**Quoted passage:**
19.7 - Non-commutativity of Multiplication of Matrices

In the previous section, we saw the basics about multiplication of matrices. In this section, we will see that, multiplication of matrices is not commutative.

This can be explained in 12 steps:
1. If AB = BA for all A and B, we can say that, multiplication is commutative.
2. If we can show atleast one example where AB is not equal to BA, we will be able to say that, multiplication of matrices is not commutative.
3. Let A = $\left[\begin{array}{r}           
3    &{1}    &{-7}    \\
-5    &{10}    &{4}    \\
\end{array}\right]           
$ and B = $\left[\begin{array}{r}       
12    &{4}    \\
2    &{3}    \\
6    &{8}    \\
\end{array}\right]       
$.
• A is of the order 2×3
• B is of the order 3×2
• So both AB and BA are defined.

**Exercise objective:**
Quote the passage on matrix multiplication between "This can be" and "say that, multiplication of matrices is not commutative.", inclusive. The data has no role here.

**Data lines:**
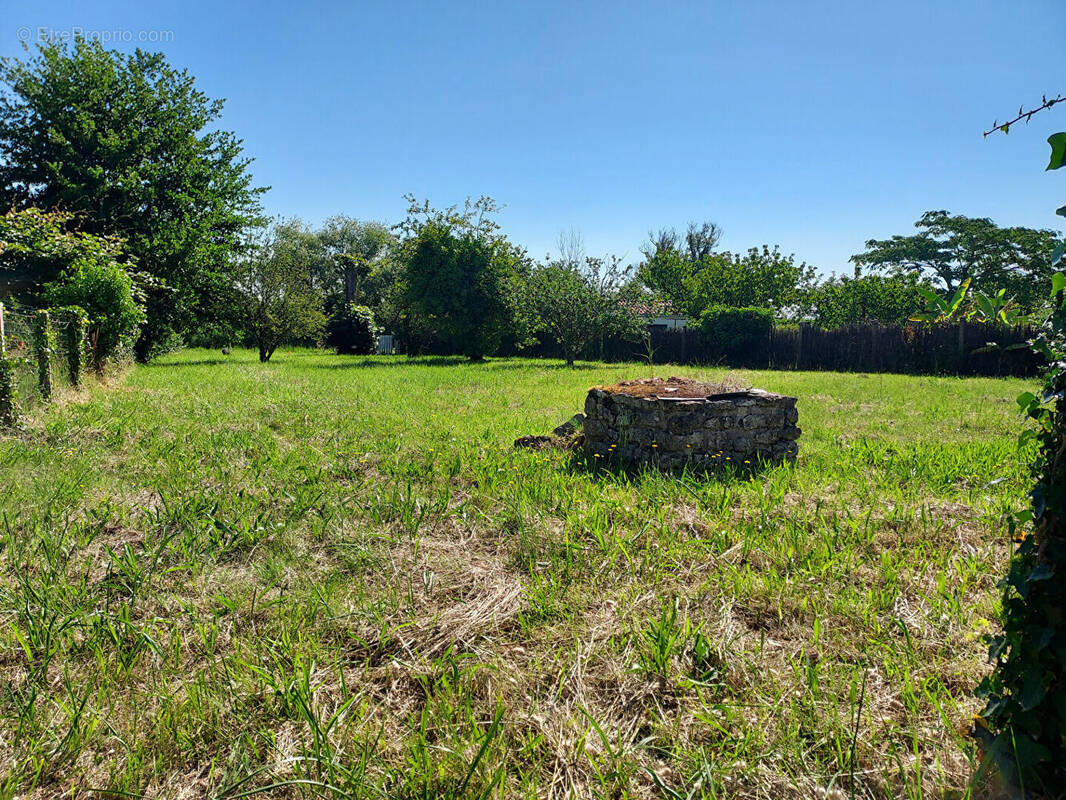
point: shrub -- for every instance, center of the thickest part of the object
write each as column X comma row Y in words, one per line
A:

**Solved exercise:**
This can be explained in 12 steps:
1. If AB = BA for all A and B, we can say that, multiplication is commutative.
2. If we can show atleast one example where AB is not equal to BA, we will be able to say that, multiplication of matrices is not commutative.